Source:
>>

When Charles Barkley went up to meet 1960 Olympian Bob Boozer and shake his hand, Boozer told FanHouse this is what he said:

“I said, ‘We would have kicked your butts,”’ was how Boozer said he greeted Sir Charles.

And it has been going on like that all week — all in good fun.

The 1960 USA team featured Oscar Robertson, Jerry West, Jerry Lucas, Terry Dischinger, Walter Bellamy, and more. It was a real team — five players on the team averaged double-digit points through the tournament.

The 1992 Dream Team featured Michael Jordan, Magic Johnson, Larry Bird, Charles Barkley, Scottie Pippen, Karl Malone — 10 players from the 50 greatest NBA players of all time on one team.

Two groups of very competitive guys.

At a roundtable discussion at a Hall of Fame dinner Thursday night, the two teams went at each other. Jerry Lucas… turned to Barkley and said, “I’m sitting next to a player who played on the second-best Olympic team.”’

That got Barkley going.

“First of all, nobody wearing Chuck Taylors can guard me,” Barkley responded. “They always talk about breaking ankles. We would definitely be breaking ankles (of the 1960 Olympic team).’…’

“We were amateurs and we played against many of the older European teams,” Boozer said. “They beat everybody by 43 or something points and we beat everybody by 42 but we were shooting with a soccer ball (which is how Boozer described the then-smaller international basketball) and we didn’t have the three-point line. When you shot a long jumper, it would change directions.”

<<

Dataset content:

>>

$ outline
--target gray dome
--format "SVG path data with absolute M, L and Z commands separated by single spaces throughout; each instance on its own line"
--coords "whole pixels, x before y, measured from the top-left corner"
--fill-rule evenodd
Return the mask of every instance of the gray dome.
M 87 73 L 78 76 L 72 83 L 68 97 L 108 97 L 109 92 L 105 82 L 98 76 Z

<<

Given request 1:
Say whether each statement below agrees with the article about the 1960 and 1992 Olympic teams. Answer yes or no, and quote the deciding words.
(a) Five players on the 1960 team averaged double-digit points through the tournament.
(b) Jerry West told Barkley he was sitting next to a player from the second-best Olympic team.
(c) The roundtable discussion took place at a Hall of Fame dinner on Thursday night.
Given request 2: Output every line of the listing as a numbered list, leaving out any blank lines.

Problem solution 1:
(a) Yes: "five players on the team averaged double-digit points through the tournament."
(b) No: "Jerry Lucas… turned to Barkley and said, “I’m sitting next to a player who played on the second-best Olympic team.”"
(c) Yes: "At a roundtable discussion at a Hall of Fame dinner Thursday night"

Problem solution 2:
1. $ outline
2. --target gray dome
3. --format "SVG path data with absolute M, L and Z commands separated by single spaces throughout; each instance on its own line"
4. --coords "whole pixels, x before y, measured from the top-left corner"
5. --fill-rule evenodd
6. Return the mask of every instance of the gray dome.
7. M 87 73 L 78 76 L 72 83 L 68 97 L 108 97 L 109 92 L 105 82 L 98 76 Z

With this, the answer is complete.